───── Task inputs

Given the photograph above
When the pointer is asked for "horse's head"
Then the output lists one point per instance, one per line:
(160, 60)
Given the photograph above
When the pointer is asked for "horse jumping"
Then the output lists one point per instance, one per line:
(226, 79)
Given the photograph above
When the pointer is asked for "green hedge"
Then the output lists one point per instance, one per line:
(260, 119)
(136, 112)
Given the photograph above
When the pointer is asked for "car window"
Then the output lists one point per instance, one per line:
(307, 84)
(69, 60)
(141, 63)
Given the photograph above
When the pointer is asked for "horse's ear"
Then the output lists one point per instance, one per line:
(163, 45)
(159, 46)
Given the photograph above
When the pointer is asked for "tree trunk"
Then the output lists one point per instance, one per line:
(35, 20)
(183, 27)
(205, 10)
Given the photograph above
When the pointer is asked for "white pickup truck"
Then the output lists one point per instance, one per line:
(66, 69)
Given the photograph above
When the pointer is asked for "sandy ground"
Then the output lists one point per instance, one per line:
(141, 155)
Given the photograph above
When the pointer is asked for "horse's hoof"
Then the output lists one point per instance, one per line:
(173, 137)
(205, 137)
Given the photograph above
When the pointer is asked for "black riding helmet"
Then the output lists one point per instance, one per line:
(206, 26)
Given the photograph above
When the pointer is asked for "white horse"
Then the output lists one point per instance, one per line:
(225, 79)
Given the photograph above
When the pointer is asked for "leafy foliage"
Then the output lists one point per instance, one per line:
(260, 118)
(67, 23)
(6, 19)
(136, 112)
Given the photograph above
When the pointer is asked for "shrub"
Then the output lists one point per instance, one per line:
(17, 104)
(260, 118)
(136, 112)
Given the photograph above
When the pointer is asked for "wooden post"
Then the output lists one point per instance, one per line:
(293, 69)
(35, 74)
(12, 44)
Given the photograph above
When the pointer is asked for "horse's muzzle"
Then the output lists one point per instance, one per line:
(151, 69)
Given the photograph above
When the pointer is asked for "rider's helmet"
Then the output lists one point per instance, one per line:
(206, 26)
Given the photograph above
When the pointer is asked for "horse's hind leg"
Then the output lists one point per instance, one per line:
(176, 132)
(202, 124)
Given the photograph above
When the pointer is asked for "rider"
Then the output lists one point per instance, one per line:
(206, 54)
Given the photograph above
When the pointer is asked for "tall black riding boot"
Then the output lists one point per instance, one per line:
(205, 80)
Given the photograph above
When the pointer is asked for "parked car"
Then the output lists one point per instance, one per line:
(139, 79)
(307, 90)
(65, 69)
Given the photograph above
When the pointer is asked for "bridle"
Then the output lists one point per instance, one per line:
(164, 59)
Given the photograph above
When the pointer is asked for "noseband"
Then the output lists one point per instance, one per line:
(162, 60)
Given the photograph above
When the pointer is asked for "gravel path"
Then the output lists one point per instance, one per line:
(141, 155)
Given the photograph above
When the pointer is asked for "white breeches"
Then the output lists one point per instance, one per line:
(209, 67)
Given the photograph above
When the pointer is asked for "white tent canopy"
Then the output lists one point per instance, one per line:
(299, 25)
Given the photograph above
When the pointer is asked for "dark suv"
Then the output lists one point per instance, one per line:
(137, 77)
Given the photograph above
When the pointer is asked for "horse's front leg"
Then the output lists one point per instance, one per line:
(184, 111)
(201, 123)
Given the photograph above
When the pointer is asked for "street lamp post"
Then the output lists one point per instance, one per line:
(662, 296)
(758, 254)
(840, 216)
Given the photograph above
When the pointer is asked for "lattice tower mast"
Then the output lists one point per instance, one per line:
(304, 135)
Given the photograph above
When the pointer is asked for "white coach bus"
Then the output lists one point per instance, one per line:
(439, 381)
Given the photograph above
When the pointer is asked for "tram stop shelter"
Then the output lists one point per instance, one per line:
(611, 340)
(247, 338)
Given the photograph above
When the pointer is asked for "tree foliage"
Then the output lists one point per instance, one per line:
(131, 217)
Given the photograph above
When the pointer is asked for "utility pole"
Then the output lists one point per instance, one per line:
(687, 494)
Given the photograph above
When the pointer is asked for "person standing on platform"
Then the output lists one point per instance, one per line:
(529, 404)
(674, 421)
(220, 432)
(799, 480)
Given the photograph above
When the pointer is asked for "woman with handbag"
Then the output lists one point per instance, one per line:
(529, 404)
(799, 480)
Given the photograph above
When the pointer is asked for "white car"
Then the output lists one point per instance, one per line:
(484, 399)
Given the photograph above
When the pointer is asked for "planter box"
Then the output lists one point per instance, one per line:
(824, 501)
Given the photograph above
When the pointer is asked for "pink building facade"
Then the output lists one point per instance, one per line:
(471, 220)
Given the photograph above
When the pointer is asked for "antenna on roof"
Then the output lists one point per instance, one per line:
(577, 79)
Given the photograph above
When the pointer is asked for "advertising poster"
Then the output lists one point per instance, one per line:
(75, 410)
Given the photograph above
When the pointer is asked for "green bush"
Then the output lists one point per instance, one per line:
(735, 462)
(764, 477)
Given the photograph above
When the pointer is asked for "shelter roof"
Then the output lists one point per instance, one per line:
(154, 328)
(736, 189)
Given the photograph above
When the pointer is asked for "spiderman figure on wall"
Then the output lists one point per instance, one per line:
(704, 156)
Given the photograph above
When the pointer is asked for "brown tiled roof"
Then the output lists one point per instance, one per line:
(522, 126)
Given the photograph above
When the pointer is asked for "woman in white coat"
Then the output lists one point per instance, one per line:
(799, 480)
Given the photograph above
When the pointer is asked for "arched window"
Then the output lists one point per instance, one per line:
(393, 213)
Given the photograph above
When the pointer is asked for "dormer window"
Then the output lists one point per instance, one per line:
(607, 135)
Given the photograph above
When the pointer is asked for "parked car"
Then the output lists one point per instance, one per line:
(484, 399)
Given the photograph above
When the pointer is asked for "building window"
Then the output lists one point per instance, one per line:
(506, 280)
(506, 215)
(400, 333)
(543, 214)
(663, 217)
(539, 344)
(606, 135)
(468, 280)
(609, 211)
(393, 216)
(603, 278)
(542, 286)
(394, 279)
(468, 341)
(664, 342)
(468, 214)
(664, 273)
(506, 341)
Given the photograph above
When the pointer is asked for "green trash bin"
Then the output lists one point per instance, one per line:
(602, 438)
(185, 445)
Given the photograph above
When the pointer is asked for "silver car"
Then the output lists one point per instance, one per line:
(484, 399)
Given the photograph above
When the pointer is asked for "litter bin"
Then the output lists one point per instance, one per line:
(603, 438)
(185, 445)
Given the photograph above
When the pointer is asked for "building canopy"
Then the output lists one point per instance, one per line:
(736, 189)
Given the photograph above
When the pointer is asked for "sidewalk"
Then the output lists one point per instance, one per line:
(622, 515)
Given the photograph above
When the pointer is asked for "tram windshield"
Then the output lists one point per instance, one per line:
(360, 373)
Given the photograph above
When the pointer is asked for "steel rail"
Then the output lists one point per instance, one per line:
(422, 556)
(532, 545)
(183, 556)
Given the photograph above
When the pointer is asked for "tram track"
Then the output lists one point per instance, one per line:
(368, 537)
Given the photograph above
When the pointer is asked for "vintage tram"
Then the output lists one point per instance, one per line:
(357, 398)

──────────

- _Objective_
Reproduce the data in full, exactly as presented.

- _Solution to the exercise_
Given the photograph above
When the pointer is asked for "horse's head"
Then the output lists one point per instance, one per line:
(160, 60)
Given the photograph above
When the pointer is asked for "horse jumping"
Then the output lists one point per instance, one per line:
(226, 79)
Given the photograph above
When the pointer is asked for "green hedge"
Then the output lists one point per instance, one per line:
(260, 119)
(136, 112)
Given the photograph above
When the pointer is asked for "car window"
Then the output lists one point per instance, one per line:
(307, 84)
(69, 60)
(141, 63)
Given the photograph above
When the pointer is asked for "horse's ear"
Then the output lists one point per instance, one per line:
(163, 45)
(159, 46)
Given the photograph above
When the pointer is asked for "tree trunk"
Then the output lists one point per instance, one per line:
(35, 20)
(183, 27)
(205, 10)
Given the photograph above
When the pointer is asked for "white pickup truck"
Then the output lists one point per instance, one per line:
(66, 69)
Given the photograph above
When the pointer is asked for "sandy ground"
Then the output lists one point per instance, one per line:
(141, 155)
Given the photograph above
When the pointer is asked for "horse's hoof"
Then the output lists one point per instance, one per line:
(173, 137)
(205, 137)
Given the photograph above
When the pointer is asked for "black riding helmet"
Then the output lists one point per instance, one per line:
(206, 26)
Given the photograph above
When the pointer is asked for "white horse"
Then the output lists one point per instance, one per line:
(225, 79)
Given the photograph above
When the pointer is asked for "leafy foliage"
Then the output lists one point per instance, one per line:
(260, 118)
(67, 23)
(6, 19)
(136, 112)
Given the photograph above
When the pointer is asked for "shrub"
Then the output lists one point per instance, one per line:
(17, 104)
(260, 118)
(136, 112)
Given the photograph above
When the pointer is asked for "wooden post"
Then the output lists one point per instance, one per line:
(293, 69)
(35, 74)
(12, 44)
Given the photograph above
When the pointer is asked for "horse's muzzle"
Then the output lists one point per instance, one per line:
(151, 69)
Given the photograph above
When the pointer is asked for "rider's helmet"
Then the output lists one point per instance, one per line:
(206, 26)
Given the photograph above
When the pointer is asked for "horse's hind leg"
Then the output lists one point per instance, one per line:
(176, 132)
(202, 124)
Given the photograph above
When the pointer is asked for "rider"
Then the output lists one point per instance, one per line:
(206, 54)
Given the photograph above
When the pointer is asked for "tall black riding boot"
Then the output lists one point per instance, one per line:
(205, 80)
Given the photograph above
When the pointer is asked for "parked car"
Then the output lists one point per instance, one per line:
(139, 79)
(307, 90)
(65, 69)
Given the photograph above
When the pointer is asked for "bridle"
Then the output lists one point per instance, one per line:
(164, 59)
Given the photograph above
When the pointer is asked for "noseband"
Then the output lists one point per instance, one per line:
(162, 60)
Given the photograph above
When the pointer is asked for "gravel path"
Then the output lists one point per instance, one per line:
(141, 155)
Given the photograph above
When the pointer is asked for "white breeches"
Then the output lists one point per instance, one per line:
(209, 67)
Given the photograph above
When the pointer is asked for "white tent canopy"
Then the output lists one point per instance, one per line:
(299, 25)
Given the photograph above
When the pointer is asked for "dark suv"
Then the output lists one point per instance, one per line:
(137, 77)
Given the photograph above
When the pointer is asked for "horse's front leg"
Then the output lists one point per instance, one per line:
(184, 111)
(201, 123)
Given the photograph above
When the pointer is asked for "street lamp post"
Then the output lists one point per instance, one per line:
(662, 296)
(758, 254)
(840, 216)
Given the photograph above
When the pointer is asked for "lattice tower mast"
Then the output lists one point per instance, one per line:
(304, 135)
Given the photograph above
When the pointer is asked for "white coach bus"
Then the output lists one point per instance, one per line:
(439, 381)
Given the photograph above
When the pointer is asked for "tram stop shelter"
Then the output lists one point per instance, one per line:
(611, 340)
(247, 338)
Given the photograph above
When the pointer is asked for "tree foliage"
Then the output lists one point per instance, one per line:
(131, 217)
Given the photograph above
When the pointer is asked for "utility pole"
Then the output lists one point per instance, one per line:
(687, 494)
Given the photograph above
When the pointer is asked for "person standing on platform"
Then the output lists one point per instance, one per line:
(529, 404)
(674, 421)
(220, 432)
(799, 480)
Given the photograph above
When the pointer is asked for "woman with handbag"
Then the output lists one point per instance, one per line:
(529, 404)
(799, 480)
Given the photograph above
When the pointer is asked for "white car"
Then the output lists one point per instance, one per line:
(484, 399)
Given the photograph above
When the pointer is asked for "planter box"
Then the output lists one point per instance, one per line:
(824, 501)
Given the photograph above
When the pointer is asked for "pink building facade"
Then the output lists one point per instance, one per line:
(471, 220)
Given the photograph above
When the pointer is asked for "antenna on roof"
Then the output lists one point per instance, one per line:
(577, 79)
Given the photograph above
When the pointer is asked for "advertising poster"
Then the output lists one point per instance, one per line:
(75, 410)
Given the photograph above
When the pointer is asked for "green bush"
Then the output lists one point per instance, one per line:
(735, 462)
(764, 477)
Given the photograph above
When the pointer is asked for "shelter roof"
Then the output lists one point per instance, one per line:
(154, 328)
(736, 189)
Given the photograph above
When the pointer is asked for "spiderman figure on wall"
Then the output lists one point per instance, one per line:
(704, 156)
Given the photograph above
When the pointer is asked for "brown tiled roof"
Then the output lists one point per instance, one per line:
(522, 126)
Given the photograph above
When the pointer is asked for "woman in white coat"
Then the output lists one point per instance, one per line:
(799, 480)
Given the photograph above
When the pointer is asked for "arched window"
Then the output lists one point per instance, one per line:
(393, 213)
Given the photograph above
When the pointer is asked for "dormer window"
Then the output lists one point per instance, one per line:
(607, 135)
Given the photograph above
When the pointer is asked for "parked car"
Then the output lists one point per instance, one per line:
(484, 399)
Given the photograph above
When the pointer is asked for "building window"
Then the output lists one point per instance, one per line:
(506, 280)
(506, 215)
(400, 333)
(543, 214)
(663, 217)
(539, 344)
(606, 135)
(468, 280)
(609, 211)
(393, 216)
(603, 278)
(542, 286)
(394, 279)
(468, 341)
(664, 342)
(468, 214)
(664, 273)
(506, 341)
Given the photograph above
When the pointer is asked for "green trash bin"
Then the output lists one point per instance, one per line:
(602, 438)
(185, 445)
Given the photograph above
When the pointer is asked for "silver car"
Then the output lists one point per instance, one per line:
(484, 399)
Given the photograph above
When the pointer is asked for "litter bin"
Then the output lists one point per instance, one per line:
(603, 438)
(185, 445)
Given the photograph above
When the pointer is asked for "building canopy"
Then the output lists one point per instance, one per line:
(736, 189)
Given the photograph above
When the pointer is asked for "sidewalk"
Then the output lists one point per instance, one per line:
(622, 515)
Given the photograph above
When the pointer is asked for "tram windshield"
Then the output lists one point per instance, one per line:
(360, 373)
Given the photograph above
When the pointer is asked for "steel rail"
Then the output lists one point per instance, one per line:
(422, 556)
(532, 545)
(183, 556)
Given the photograph above
When the pointer is asked for "tram track"
Then the output lists one point per instance, one per line:
(368, 537)
Given the photograph above
When the pointer is asked for "vintage tram"
Then the output lists one point per instance, one per line:
(357, 398)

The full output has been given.